TEXT SEGMENT
────────────────

As American policymakers look for creative ideas to advance democracy, economic prosperity, and ways to build lasting connections between rich and poor nations, one approach deserves greater attention than it has gotten: programs that combine feeding and educating children around the globe.
Higher education levels lead not only to improved incomes, but also lower birth rates and a literate electorate. So here’s a proposal that would guarantee improved outcomes for all nations and at relatively low cost: within the decade, let’s provide a decent meal a day and an education for every child in the world. While there have been periodic bipartisan steps in this direction, the hunger and food gap grows year by year.
The scope of the problem is huge. Today, an estimated 300 million children in developing nations are chronically hungry. More than one-third of these children, roughly 120 million, do not attend school. Sixty percent are young girls, because in too many countries fathers see no reason to send their daughters to school. The futures of young, uneducated women, some of whom marry as early as age 11, are sadly predictable. A terrible cycle of poor health, powerlessness, and poverty plagues one generation after the next. Even in America, approximately 13 million children—nearly one in five—live in households that are hungry or at risk of going hungry.

────────────────

EXCERPTED RECORDS
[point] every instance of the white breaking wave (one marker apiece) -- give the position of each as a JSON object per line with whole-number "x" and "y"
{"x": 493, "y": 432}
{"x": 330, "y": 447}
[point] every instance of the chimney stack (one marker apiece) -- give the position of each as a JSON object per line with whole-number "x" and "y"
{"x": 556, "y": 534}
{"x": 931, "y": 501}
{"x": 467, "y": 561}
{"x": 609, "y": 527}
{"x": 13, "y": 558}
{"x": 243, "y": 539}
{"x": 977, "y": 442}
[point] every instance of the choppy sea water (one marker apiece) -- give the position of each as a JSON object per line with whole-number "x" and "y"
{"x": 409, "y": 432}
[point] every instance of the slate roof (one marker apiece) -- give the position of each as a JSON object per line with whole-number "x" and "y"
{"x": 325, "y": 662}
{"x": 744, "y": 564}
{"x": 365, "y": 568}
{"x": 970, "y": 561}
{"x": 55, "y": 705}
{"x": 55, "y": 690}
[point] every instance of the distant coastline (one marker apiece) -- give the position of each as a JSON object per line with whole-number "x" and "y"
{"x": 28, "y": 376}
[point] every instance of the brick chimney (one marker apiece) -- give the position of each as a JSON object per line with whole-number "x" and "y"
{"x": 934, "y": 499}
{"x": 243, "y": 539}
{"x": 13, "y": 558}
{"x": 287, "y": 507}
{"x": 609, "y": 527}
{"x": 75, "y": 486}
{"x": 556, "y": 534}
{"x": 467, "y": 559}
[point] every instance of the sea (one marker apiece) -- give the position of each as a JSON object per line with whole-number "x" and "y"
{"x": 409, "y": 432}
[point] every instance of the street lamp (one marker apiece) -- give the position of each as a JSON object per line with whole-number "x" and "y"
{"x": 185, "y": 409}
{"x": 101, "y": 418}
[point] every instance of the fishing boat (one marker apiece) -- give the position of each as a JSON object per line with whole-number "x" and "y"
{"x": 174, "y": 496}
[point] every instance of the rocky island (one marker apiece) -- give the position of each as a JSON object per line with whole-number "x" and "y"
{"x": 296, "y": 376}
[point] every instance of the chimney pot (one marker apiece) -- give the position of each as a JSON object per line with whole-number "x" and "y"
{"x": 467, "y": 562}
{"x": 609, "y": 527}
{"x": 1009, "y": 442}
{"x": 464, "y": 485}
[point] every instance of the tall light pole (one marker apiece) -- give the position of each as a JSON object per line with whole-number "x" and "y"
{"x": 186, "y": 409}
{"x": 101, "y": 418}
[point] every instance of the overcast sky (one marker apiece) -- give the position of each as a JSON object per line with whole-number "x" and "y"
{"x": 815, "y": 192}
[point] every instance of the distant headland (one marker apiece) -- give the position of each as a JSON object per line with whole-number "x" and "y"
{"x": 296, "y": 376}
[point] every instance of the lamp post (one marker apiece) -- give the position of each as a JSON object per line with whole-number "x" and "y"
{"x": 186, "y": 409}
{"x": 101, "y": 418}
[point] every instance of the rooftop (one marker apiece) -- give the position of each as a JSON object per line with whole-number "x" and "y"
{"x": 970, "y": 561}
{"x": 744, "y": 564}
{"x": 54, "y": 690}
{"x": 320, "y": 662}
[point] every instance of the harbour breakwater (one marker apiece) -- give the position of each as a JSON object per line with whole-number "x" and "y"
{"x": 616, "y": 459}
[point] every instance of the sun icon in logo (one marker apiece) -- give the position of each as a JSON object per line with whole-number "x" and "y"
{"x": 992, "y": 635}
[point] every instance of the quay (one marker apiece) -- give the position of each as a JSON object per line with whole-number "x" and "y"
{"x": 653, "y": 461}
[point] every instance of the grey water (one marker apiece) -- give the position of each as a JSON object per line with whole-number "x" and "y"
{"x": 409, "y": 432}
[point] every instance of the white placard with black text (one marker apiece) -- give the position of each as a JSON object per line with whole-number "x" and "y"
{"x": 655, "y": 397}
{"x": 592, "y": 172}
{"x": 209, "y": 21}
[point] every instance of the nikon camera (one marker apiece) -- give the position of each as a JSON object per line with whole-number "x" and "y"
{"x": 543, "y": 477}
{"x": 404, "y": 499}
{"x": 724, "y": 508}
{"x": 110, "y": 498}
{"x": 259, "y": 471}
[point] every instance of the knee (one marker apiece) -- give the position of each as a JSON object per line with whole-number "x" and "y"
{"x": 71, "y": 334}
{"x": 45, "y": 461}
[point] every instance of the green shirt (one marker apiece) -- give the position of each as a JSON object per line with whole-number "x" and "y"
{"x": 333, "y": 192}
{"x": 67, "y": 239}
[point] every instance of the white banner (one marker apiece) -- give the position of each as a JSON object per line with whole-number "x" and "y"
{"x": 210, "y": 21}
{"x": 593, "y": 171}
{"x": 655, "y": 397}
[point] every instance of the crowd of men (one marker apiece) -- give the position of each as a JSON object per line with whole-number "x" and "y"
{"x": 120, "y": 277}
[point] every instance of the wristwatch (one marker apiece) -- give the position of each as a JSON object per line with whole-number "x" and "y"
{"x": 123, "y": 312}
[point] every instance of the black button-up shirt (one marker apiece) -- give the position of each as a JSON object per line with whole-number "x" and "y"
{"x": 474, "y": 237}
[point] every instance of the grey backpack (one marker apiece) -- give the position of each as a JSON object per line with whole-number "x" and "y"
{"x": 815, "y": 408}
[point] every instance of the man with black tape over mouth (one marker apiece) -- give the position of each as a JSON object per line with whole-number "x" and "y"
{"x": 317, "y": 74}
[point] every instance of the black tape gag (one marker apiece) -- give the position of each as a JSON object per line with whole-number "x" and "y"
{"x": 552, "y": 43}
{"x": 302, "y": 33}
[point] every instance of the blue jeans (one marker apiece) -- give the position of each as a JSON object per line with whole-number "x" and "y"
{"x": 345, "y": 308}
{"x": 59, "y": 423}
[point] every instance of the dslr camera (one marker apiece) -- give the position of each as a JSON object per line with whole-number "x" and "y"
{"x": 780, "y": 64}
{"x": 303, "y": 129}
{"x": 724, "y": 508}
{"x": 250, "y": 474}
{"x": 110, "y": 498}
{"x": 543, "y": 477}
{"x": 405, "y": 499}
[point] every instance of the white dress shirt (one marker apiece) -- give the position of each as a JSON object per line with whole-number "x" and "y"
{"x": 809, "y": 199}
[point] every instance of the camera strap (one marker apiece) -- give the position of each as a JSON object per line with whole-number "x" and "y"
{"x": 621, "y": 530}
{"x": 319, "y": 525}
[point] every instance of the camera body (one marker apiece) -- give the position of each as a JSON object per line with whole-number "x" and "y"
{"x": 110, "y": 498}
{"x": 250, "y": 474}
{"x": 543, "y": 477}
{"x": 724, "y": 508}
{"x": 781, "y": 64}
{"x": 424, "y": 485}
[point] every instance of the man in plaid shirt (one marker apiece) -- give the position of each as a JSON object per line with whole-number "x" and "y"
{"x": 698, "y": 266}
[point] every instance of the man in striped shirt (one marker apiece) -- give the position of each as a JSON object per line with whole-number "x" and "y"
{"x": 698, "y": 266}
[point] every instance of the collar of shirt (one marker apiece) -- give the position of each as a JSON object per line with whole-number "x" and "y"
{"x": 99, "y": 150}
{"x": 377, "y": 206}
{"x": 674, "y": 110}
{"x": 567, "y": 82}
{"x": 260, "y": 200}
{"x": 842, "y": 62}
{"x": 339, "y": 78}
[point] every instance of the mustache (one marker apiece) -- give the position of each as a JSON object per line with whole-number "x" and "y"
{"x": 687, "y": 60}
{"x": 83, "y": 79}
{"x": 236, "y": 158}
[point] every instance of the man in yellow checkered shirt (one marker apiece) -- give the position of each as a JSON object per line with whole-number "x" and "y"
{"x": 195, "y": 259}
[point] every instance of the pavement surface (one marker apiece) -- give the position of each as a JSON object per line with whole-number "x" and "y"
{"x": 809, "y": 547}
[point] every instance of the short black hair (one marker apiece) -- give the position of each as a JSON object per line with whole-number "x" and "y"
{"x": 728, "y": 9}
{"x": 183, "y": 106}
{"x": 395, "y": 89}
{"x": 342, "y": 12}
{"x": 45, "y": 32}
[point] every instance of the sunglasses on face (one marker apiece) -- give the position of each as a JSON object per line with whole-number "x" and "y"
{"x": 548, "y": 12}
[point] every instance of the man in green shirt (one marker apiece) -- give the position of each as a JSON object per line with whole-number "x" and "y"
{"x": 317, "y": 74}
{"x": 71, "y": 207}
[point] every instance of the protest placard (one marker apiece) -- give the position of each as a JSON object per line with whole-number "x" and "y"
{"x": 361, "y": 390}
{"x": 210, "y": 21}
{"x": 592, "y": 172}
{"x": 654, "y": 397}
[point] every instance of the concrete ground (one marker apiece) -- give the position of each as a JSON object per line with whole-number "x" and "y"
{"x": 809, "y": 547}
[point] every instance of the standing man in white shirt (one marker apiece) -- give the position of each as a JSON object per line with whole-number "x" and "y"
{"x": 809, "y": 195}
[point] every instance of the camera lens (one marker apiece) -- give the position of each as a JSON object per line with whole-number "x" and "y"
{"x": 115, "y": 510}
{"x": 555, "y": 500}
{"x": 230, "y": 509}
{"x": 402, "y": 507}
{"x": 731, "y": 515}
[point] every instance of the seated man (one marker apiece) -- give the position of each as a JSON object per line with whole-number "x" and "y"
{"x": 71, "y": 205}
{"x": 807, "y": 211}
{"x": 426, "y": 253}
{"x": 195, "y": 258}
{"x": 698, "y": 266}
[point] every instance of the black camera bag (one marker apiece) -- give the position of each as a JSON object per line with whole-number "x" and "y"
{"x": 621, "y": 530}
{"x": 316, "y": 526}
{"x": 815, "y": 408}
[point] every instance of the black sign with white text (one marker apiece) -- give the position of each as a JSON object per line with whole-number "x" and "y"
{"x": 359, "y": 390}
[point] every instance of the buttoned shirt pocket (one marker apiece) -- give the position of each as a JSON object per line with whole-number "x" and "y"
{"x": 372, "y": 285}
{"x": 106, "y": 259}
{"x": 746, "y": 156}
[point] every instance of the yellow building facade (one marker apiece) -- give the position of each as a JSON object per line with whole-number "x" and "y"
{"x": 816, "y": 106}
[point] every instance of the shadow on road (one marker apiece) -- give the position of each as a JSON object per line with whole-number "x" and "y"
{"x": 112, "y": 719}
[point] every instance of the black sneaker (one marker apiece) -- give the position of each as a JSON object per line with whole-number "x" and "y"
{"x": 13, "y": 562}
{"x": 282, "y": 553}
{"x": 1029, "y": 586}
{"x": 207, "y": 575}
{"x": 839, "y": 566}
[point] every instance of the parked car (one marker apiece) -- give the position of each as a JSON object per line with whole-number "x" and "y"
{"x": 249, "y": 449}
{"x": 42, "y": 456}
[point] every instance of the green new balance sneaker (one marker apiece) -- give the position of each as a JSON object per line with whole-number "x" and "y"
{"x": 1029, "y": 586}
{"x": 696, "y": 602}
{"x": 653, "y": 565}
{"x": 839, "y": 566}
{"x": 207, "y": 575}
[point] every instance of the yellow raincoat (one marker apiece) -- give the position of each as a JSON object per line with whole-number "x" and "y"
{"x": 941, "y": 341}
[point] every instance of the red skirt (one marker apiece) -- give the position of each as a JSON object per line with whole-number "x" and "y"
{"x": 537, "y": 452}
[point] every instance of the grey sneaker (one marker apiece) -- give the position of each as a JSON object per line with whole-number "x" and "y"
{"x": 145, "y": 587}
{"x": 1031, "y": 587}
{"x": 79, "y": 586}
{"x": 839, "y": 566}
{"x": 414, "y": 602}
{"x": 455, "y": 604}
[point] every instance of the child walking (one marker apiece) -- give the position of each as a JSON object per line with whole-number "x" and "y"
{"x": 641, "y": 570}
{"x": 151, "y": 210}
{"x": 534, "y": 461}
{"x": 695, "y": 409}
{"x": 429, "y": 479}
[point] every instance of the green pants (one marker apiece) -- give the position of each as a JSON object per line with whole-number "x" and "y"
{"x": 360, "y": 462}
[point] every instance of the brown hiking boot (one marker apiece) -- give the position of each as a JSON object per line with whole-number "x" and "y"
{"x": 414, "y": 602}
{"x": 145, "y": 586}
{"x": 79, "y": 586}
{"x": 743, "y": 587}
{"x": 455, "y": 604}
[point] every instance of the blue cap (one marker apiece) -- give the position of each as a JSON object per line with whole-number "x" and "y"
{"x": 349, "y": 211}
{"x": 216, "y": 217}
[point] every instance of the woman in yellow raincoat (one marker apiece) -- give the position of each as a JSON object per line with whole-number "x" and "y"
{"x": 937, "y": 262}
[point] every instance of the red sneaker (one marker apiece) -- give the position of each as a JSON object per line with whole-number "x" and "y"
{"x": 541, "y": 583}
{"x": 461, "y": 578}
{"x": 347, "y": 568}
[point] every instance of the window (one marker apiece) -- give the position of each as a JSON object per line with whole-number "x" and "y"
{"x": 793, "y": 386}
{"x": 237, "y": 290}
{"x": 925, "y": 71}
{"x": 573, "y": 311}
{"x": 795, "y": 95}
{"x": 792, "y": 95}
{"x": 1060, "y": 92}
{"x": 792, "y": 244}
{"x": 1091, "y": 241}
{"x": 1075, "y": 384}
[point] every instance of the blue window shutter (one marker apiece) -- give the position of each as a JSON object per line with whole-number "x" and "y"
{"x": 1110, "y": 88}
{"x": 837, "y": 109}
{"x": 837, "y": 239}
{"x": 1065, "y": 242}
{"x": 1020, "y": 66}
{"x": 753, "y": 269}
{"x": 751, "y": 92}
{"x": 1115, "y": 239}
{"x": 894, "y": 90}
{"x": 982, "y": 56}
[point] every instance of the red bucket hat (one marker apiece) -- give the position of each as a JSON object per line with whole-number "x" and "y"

────────────────

EXERCISE PROMPT
Please carry on the piece about feeding and educating the world's children, picking up right after its final sentence.

RESULT OF THE TASK
One program aimed at attacking these problems deserves more support. The Global Food for Education Initiative (GFEI) encourages parents to send hungry children who currently don’t get an education to school by providing a free meal there. A pilot project under GFEI, created by President Clinton, provided this incentive to poor parents, assuring some nine million children in the developing world that they could get at least one meal a day.
Amid the ongoing turmoil and tragedy in the Middle East, the plague of AIDS in Africa, and the most recent news that global hunger has risen to affect 840 million people, there should be a new urgency to discussions about America’s role in the developing world. Unfortunately, that is not happening.
Recently, the U.S. government decided to cut foreign funding for GFEI. The $300 million per year international program designed to attract and keep children in school was reduced to a mere $50 million in the 2004 appropriations. Although there are there are some prospects that funding levels might be brought back up a bit next year, the goal should be a more robust effort in this area. Cutting funds that bring children into the classroom to learn about the three R’s and democracy and tolerance undercuts America’s desire to bring good governance and freedom to many parts of the world. And, when people have hope that their lives and the lives of their children will improve, they simply have a larger stake in political and economic stability.
Everyone knows that better education is key to building stronger democracy, more prosperous societies, and a more stable world. Studies show girls who go to school marry later and have fewer children. More educated and mature mothers are better equipped to care for their kids, have higher incomes, and raise healthier families. The link between education and economic success is clear. In countries with an adult literacy rate of about 40 percent, GNP per capita averaged $210; in those countries with at least 80 percent literacy rates, GNP per capita is $1,000 and above.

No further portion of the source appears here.